--- QUOTED PASSAGE ---

But when I spoke last year we were relatively new to PLC. We were mostly healed but still concerned for the future. We had no idea whether the whole arrangement would last, whether whatever it was that caused Cameron so much anxiety in traditional school would re-surface.  So while we were overjoyed to see her healthy and happy, deep down we were wary about whether it would last.

In addition to that we were concerned about the status of her education. As Cameron re-engaged we were thrilled, but our worry shifted from her health to thoughts like: How will she make her way in the world without going to school, how will she earn a living as a “high school drop out”? We found it tough to shake our deep-seated expectation that children should attend school and be taught things.

But over the course of this year at PLC our narrow view of what the path to success looks like was challenged.  At first, being the parents of a child who didn’t attend school was a frightening thought. But there were a few milestones that built on each other and over time helped us turn the corner. Initially I kept un-schooling-related reading material handy and whenever I began to freak out I would read until I felt better. Discussions with PLC staff and attendance at PLC-sponsored events revealed the prospect of rich alternatives for Cameron, alternatives that probably would not have surfaced if Cameron had stayed in school. PLC’s Outside the Box series highlighted opportunities that reinforced the value of a different approach, including everything from gap year programs to the potential for a un-schooler to submit a stand-out college application. About a month ago I had the opportunity to visit North Star with Alison and some of the PLC kids.  From that short trip I gained an appreciation of PLC staff’s vision for a vibrant community of self-directed learners. So over the year our expectation that children must be taught things has given way to the conclusion that children just need to be allowed to learn things.  Last night when I asked my husband for any additional thoughts he has about PLC that I could share he said, “It just feels right…it feels normal.” I agree.

So enough about Cameron’s parents.  Let me tell you about what Cameron has been up to.

Cameron has been physically well since she left school.  The anxiety that fuelled her illness is gone. At PLC Cameron has chosen to study Philosophy and Emotional Intelligence. More recently she has included Current Events as a favorite subject. She has completed Photography and Drawing classes at Mercer County Community College. In addition to being allowed to choose what she wants to learn about, Cameron has taken on the responsibility of charting her own course for the future.  She is studying math and language arts in order to prepare for the Accuplacer test which will allow her to take other academic classes at Mercer. Cameron is a PLC Ambassador, PLC Photographer and PLC “mother-hen.” She volunteers at an animal shelter, held a seasonal job at a photography studio, works at a climbing center, and is currently an intern at the Center for Interim Programs. Clearly, Cameron is making up for the time she lost while she was ill. She is in the process of considering whether she wants to pursue travel, work or college. It wouldn’t surprise anyone who knows Cameron at this point if she manages to do all three.

At PLC Cameron is recognized and her presence is valued.  She feels it and we feel it. Freed from whatever social or academic issues may have contributed to her illness and unhappiness, our kind and compassionate Cameron is back, in the form of a healthy and fully engaged young woman who we know will make a positive impact in the world.

We are thankful to Joel, Alison, Paul and George who have nurtured Cameron in so many various ways over the past year.  We are thankful to the PLC kids. Cameron attends PLC at a reduced fee so we are thankful to those of you whose contributions make that possible.  I hope my update on Cameron’s progress provides the feedback to assure you that your contributions are invaluable. And I hope that you will continue to support PLC’s effort to help kids like Cameron learn without school.

---

THINGS TO DO:
**A.** Name every place where, according to the passage about Cameron, she volunteers, has held a job, works or interns.
**B.** Condense the paragraph of the passage about Cameron that begins "Cameron has been physically well" into a bulleted list of its main facts.
**C.** Reproduce the wording of the passage about Cameron from "At PLC Cameron is" to "in the world.".
These lines come from a different source than the passage about Cameron.

--- SOURCE INFORMATION ---

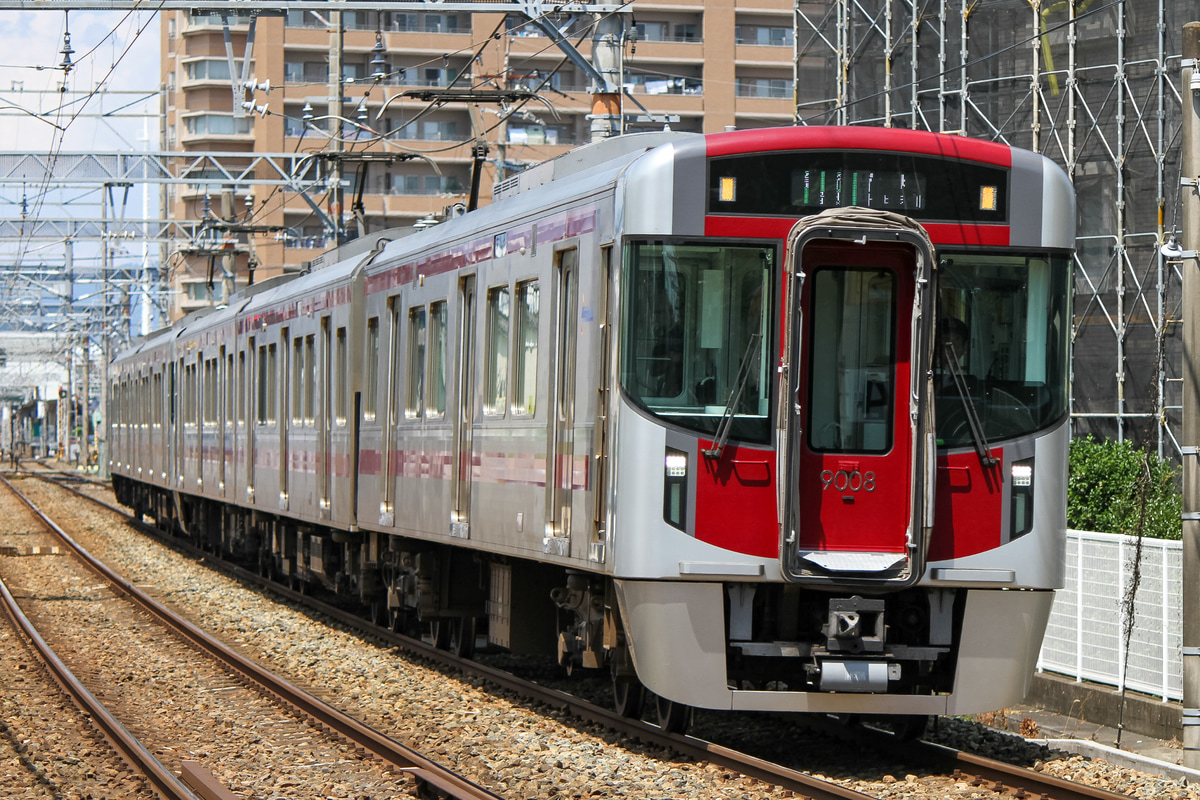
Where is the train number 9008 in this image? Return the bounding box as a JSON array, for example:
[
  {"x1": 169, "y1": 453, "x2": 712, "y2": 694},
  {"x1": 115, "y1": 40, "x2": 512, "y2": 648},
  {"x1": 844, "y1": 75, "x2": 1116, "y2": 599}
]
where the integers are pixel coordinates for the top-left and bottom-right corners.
[{"x1": 821, "y1": 469, "x2": 875, "y2": 492}]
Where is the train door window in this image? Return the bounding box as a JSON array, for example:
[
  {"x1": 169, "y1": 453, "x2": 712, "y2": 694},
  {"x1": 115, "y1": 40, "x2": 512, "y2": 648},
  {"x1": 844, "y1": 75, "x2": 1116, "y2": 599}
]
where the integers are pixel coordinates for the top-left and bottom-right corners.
[
  {"x1": 404, "y1": 306, "x2": 426, "y2": 419},
  {"x1": 204, "y1": 359, "x2": 221, "y2": 423},
  {"x1": 512, "y1": 281, "x2": 539, "y2": 416},
  {"x1": 386, "y1": 302, "x2": 404, "y2": 425},
  {"x1": 184, "y1": 361, "x2": 197, "y2": 426},
  {"x1": 150, "y1": 372, "x2": 162, "y2": 428},
  {"x1": 334, "y1": 327, "x2": 349, "y2": 425},
  {"x1": 223, "y1": 353, "x2": 234, "y2": 425},
  {"x1": 304, "y1": 333, "x2": 317, "y2": 425},
  {"x1": 266, "y1": 342, "x2": 280, "y2": 425},
  {"x1": 257, "y1": 344, "x2": 274, "y2": 425},
  {"x1": 425, "y1": 300, "x2": 446, "y2": 417},
  {"x1": 364, "y1": 317, "x2": 379, "y2": 422},
  {"x1": 236, "y1": 350, "x2": 247, "y2": 425},
  {"x1": 484, "y1": 287, "x2": 509, "y2": 416},
  {"x1": 292, "y1": 336, "x2": 306, "y2": 425},
  {"x1": 809, "y1": 269, "x2": 898, "y2": 453}
]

---

ANSWERS BY ITEM NUMBER:
**A.**
- An animal shelter (volunteers)
- A photography studio (held a seasonal job)
- A climbing center (works)
- The Center for Interim Programs (currently an intern)

**B.**
- Cameron has been physically well since leaving school, and the anxiety behind her illness is gone.
- At PLC she chose to study Philosophy and Emotional Intelligence and has more recently added Current Events.
- She completed Photography and Drawing classes at Mercer County Community College.
- She is studying math and language arts to prepare for the Accuplacer test, which will let her take other academic classes at Mercer.
- She serves as a PLC Ambassador, PLC Photographer and PLC "mother-hen."
- She volunteers at an animal shelter, held a seasonal job at a photography studio, works at a climbing center and is an intern at the Center for Interim Programs.
- She is deciding whether to pursue travel, work or college and might do all three.

**C.**
At PLC Cameron is recognized and her presence is valued.  She feels it and we feel it. Freed from whatever social or academic issues may have contributed to her illness and unhappiness, our kind and compassionate Cameron is back, in the form of a healthy and fully engaged young woman who we know will make a positive impact in the world.